(PAGE TEXT):
......

Literary Families who Deserve the This is Us Treatment
Last week marked the season finale of This is Us. And while, honestly, it’s a relief to know we won’t be crying over a fictional family every week, there’s still going to be a Pearson-shaped hole in our hearts until the fall. (It’s a really long break, y’all.) But we can make it. We can! We have that Big Three love to keep us going. But while we wait for Randall, Kate, and Kevin to grace our televisions once more, here are five literary families who would be the perfect inspiration for a This is Us-style show.
The March sisters
We know BBC just did a television adaptation of Little Women, but imagine a contemporary twist starring Meg, Jo, Beth, and Amy – four March sisters living totally separate lives in New England. Jo’s a journalist, naturally, working for The Boston Globe. Meg is a fashion designer working in Portland, Maine. (Come on. You know these shows all need a completely unattainable career in a completely too small city.) Beth is a nurse living in New Haven. And Amy, of course, is a socialite living with her husband Laurie in Providence. The pilot would conclude with all four March sisters in a hospital waiting room, receiving the news that their father, a retired Army doctor, has just had a heart attack.

......

(PROBLEM TO SOLVE):
Extract the passage from the literary families article exactly, starting at "The March sisters" and ending at "a heart attack.".

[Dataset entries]
......

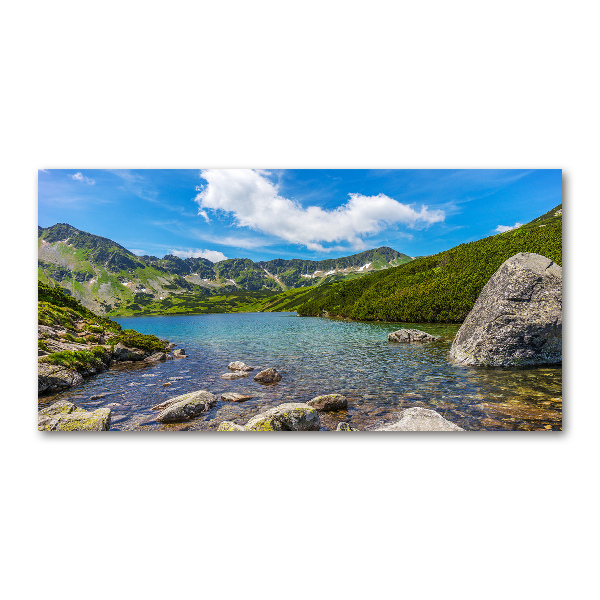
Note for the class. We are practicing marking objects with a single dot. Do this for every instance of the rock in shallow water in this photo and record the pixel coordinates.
(407, 336)
(235, 375)
(517, 319)
(65, 416)
(268, 376)
(230, 426)
(420, 419)
(329, 402)
(238, 365)
(235, 397)
(345, 427)
(185, 407)
(292, 416)
(55, 378)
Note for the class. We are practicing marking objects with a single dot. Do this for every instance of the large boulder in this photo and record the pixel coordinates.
(292, 416)
(55, 378)
(268, 376)
(123, 353)
(185, 407)
(408, 336)
(238, 365)
(517, 319)
(329, 402)
(65, 416)
(421, 419)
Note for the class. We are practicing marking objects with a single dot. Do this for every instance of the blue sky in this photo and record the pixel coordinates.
(295, 213)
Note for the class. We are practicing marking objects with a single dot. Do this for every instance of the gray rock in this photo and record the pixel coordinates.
(329, 402)
(238, 365)
(230, 426)
(65, 416)
(123, 353)
(517, 319)
(345, 427)
(235, 375)
(292, 416)
(267, 376)
(55, 378)
(185, 407)
(421, 419)
(235, 397)
(407, 336)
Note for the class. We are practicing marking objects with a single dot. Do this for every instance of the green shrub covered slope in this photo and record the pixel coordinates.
(441, 288)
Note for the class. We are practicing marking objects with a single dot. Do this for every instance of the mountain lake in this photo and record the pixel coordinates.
(317, 356)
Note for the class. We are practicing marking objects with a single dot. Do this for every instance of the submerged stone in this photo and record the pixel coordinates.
(268, 376)
(230, 426)
(407, 336)
(235, 375)
(345, 427)
(292, 416)
(185, 407)
(238, 365)
(421, 419)
(235, 397)
(329, 402)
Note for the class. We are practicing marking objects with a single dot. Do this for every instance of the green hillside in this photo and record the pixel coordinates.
(109, 279)
(440, 288)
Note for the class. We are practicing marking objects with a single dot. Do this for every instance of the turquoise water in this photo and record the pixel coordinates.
(319, 356)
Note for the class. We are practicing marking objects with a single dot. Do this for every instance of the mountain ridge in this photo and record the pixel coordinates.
(107, 278)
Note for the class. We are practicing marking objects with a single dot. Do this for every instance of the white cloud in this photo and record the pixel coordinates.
(212, 255)
(82, 178)
(503, 228)
(255, 202)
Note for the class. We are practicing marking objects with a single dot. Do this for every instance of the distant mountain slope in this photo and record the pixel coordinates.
(108, 278)
(442, 287)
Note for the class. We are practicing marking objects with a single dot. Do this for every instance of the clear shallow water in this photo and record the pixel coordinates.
(319, 356)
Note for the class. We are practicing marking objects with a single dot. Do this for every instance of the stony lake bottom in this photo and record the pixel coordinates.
(318, 356)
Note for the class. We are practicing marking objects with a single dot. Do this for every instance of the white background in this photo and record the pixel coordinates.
(310, 84)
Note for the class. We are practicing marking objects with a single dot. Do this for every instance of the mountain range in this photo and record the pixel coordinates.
(109, 279)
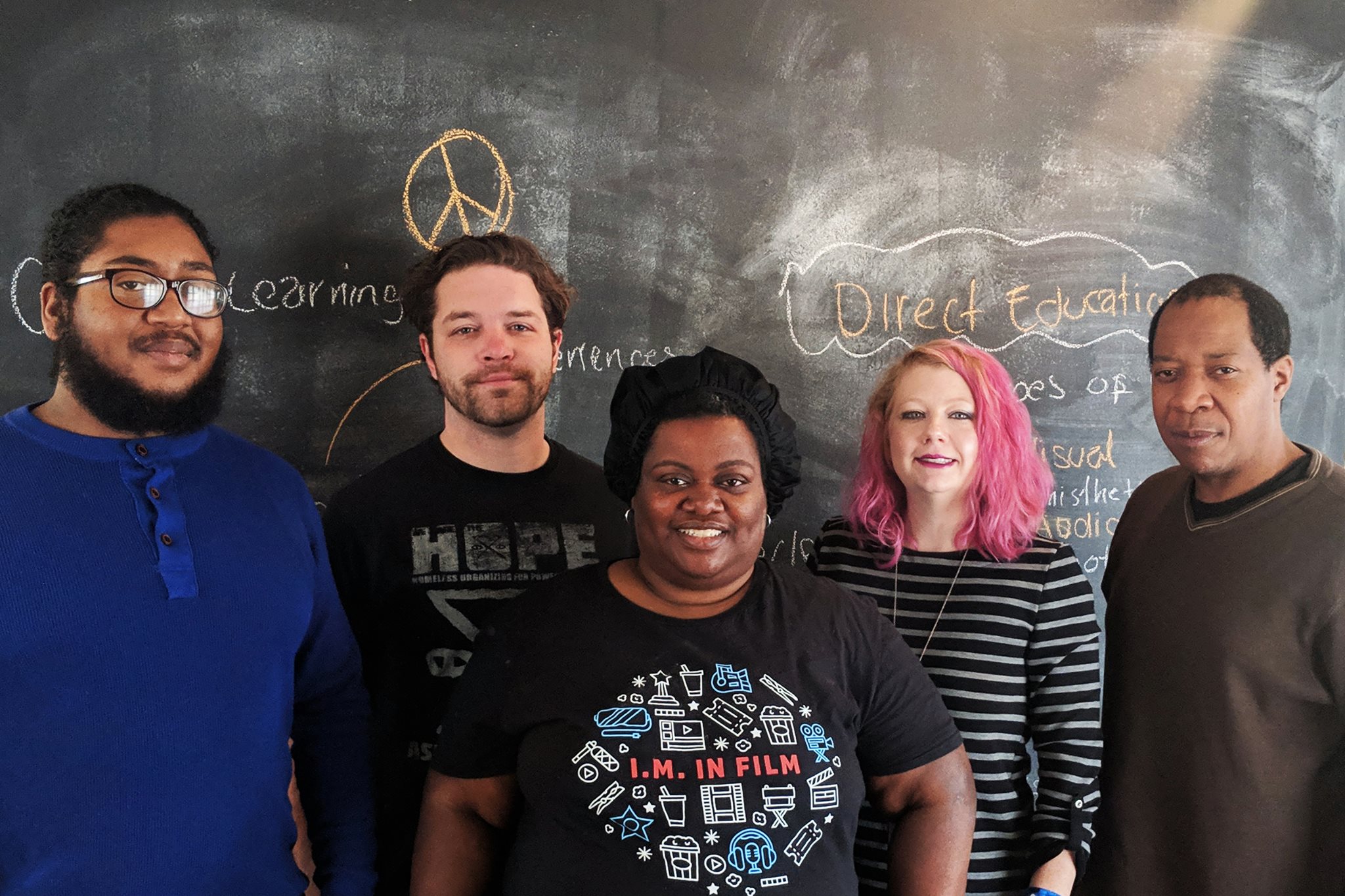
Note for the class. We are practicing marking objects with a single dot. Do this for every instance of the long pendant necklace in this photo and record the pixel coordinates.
(942, 606)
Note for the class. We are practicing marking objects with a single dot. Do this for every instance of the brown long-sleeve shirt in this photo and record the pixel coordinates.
(1224, 696)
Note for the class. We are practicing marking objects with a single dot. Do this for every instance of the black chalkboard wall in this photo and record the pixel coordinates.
(810, 186)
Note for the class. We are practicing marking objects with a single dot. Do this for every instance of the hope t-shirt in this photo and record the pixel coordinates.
(661, 756)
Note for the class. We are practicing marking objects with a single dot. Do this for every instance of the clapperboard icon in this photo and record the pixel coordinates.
(681, 735)
(824, 796)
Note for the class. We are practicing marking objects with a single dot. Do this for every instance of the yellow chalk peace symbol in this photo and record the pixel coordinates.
(456, 202)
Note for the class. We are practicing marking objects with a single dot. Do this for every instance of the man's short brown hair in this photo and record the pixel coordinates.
(505, 250)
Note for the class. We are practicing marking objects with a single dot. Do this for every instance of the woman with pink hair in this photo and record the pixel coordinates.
(940, 531)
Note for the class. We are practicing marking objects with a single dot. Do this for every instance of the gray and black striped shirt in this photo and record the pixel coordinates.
(1016, 660)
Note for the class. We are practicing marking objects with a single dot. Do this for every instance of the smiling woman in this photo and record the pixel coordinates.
(940, 535)
(643, 700)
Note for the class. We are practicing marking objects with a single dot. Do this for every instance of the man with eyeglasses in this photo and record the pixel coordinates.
(167, 614)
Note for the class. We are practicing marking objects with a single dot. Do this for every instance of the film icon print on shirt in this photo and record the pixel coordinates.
(739, 789)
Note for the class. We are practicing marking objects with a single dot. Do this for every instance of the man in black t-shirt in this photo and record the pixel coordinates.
(427, 545)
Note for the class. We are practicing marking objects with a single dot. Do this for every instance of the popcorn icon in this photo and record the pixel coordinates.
(681, 857)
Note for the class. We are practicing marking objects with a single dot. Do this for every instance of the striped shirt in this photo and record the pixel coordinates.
(1015, 656)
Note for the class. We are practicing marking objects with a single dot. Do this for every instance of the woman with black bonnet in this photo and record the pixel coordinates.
(693, 719)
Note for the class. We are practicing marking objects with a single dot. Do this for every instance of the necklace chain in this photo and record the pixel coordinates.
(942, 606)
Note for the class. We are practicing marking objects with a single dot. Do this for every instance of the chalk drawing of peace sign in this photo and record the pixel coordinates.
(451, 198)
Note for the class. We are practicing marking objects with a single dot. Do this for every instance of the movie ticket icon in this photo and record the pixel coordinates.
(595, 752)
(728, 716)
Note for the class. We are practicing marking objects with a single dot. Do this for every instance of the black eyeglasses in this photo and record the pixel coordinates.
(141, 289)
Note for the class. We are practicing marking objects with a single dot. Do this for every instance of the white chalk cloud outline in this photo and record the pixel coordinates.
(795, 268)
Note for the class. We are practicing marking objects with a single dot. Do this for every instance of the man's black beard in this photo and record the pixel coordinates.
(121, 405)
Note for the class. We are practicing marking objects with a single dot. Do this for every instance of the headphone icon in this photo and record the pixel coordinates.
(751, 851)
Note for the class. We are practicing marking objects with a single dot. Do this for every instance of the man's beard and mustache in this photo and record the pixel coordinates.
(121, 405)
(478, 403)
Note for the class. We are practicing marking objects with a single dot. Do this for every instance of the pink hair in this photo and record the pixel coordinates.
(1011, 485)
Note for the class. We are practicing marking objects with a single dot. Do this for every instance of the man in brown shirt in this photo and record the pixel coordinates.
(1224, 703)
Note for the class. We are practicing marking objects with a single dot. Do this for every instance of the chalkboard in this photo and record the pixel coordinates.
(810, 186)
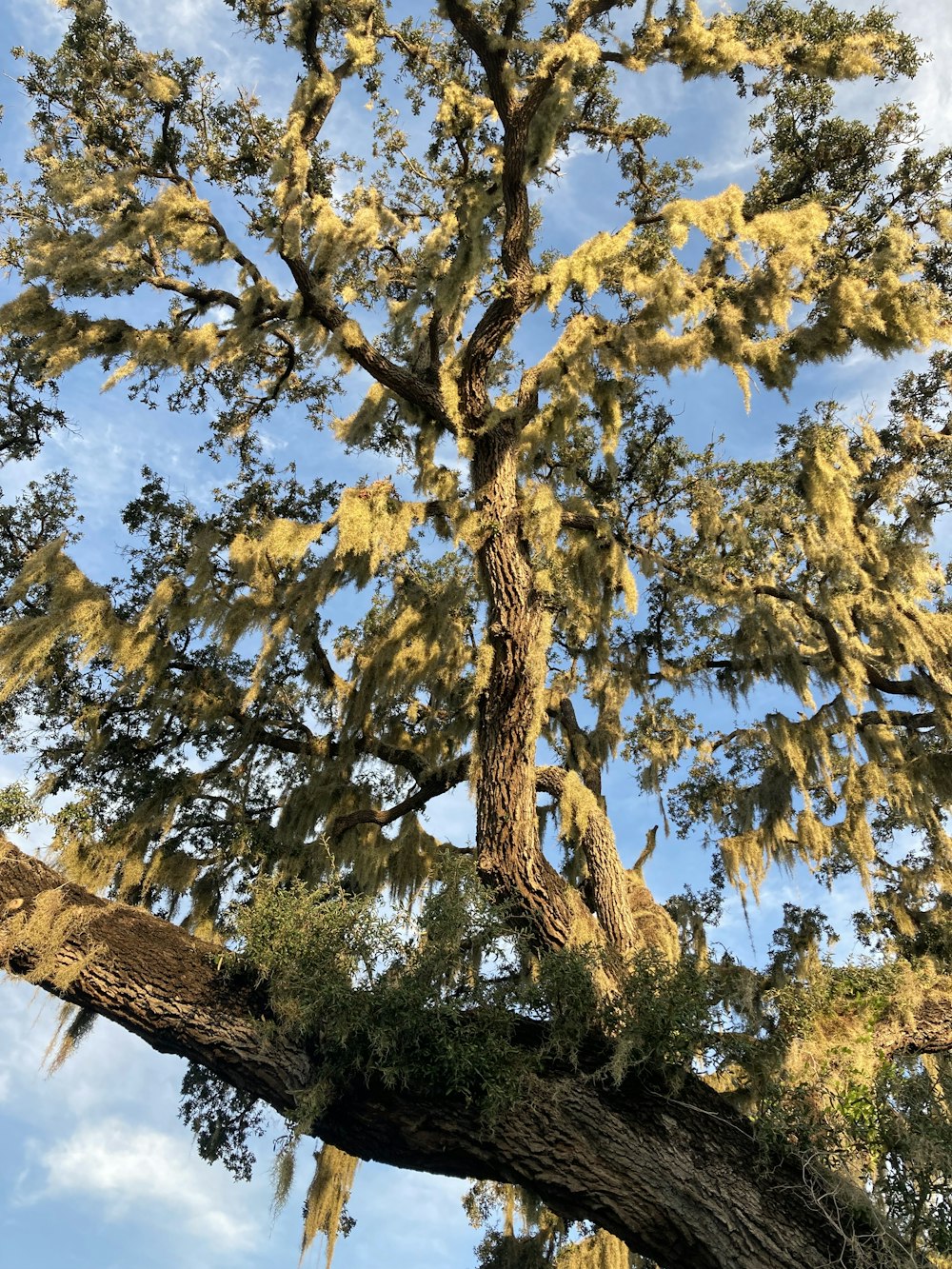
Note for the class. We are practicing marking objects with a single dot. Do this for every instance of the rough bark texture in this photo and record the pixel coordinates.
(508, 852)
(678, 1177)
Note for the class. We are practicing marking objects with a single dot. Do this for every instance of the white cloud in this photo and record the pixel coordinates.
(145, 1174)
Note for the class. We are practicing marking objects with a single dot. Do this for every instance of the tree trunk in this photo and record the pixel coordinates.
(508, 850)
(678, 1177)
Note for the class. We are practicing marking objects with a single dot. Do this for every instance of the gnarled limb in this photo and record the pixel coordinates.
(678, 1177)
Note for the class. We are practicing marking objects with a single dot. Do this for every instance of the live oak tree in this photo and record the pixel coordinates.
(244, 732)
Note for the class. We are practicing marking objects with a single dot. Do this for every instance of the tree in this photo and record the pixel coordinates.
(246, 730)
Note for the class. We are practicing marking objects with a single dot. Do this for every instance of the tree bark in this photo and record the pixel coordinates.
(676, 1176)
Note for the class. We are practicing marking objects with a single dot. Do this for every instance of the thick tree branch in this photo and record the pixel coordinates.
(678, 1177)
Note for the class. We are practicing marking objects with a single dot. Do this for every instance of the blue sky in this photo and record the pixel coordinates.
(95, 1170)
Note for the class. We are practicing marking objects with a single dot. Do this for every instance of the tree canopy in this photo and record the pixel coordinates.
(238, 740)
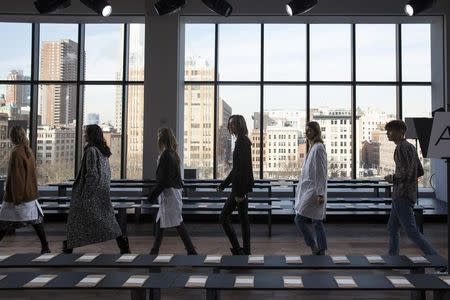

......

(SOLUTION FOR THIS TASK):
The March sisters
We know BBC just did a television adaptation of Little Women, but imagine a contemporary twist starring Meg, Jo, Beth, and Amy – four March sisters living totally separate lives in New England. Jo’s a journalist, naturally, working for The Boston Globe. Meg is a fashion designer working in Portland, Maine. (Come on. You know these shows all need a completely unattainable career in a completely too small city.) Beth is a nurse living in New Haven. And Amy, of course, is a socialite living with her husband Laurie in Providence. The pilot would conclude with all four March sisters in a hospital waiting room, receiving the news that their father, a retired Army doctor, has just had a heart attack.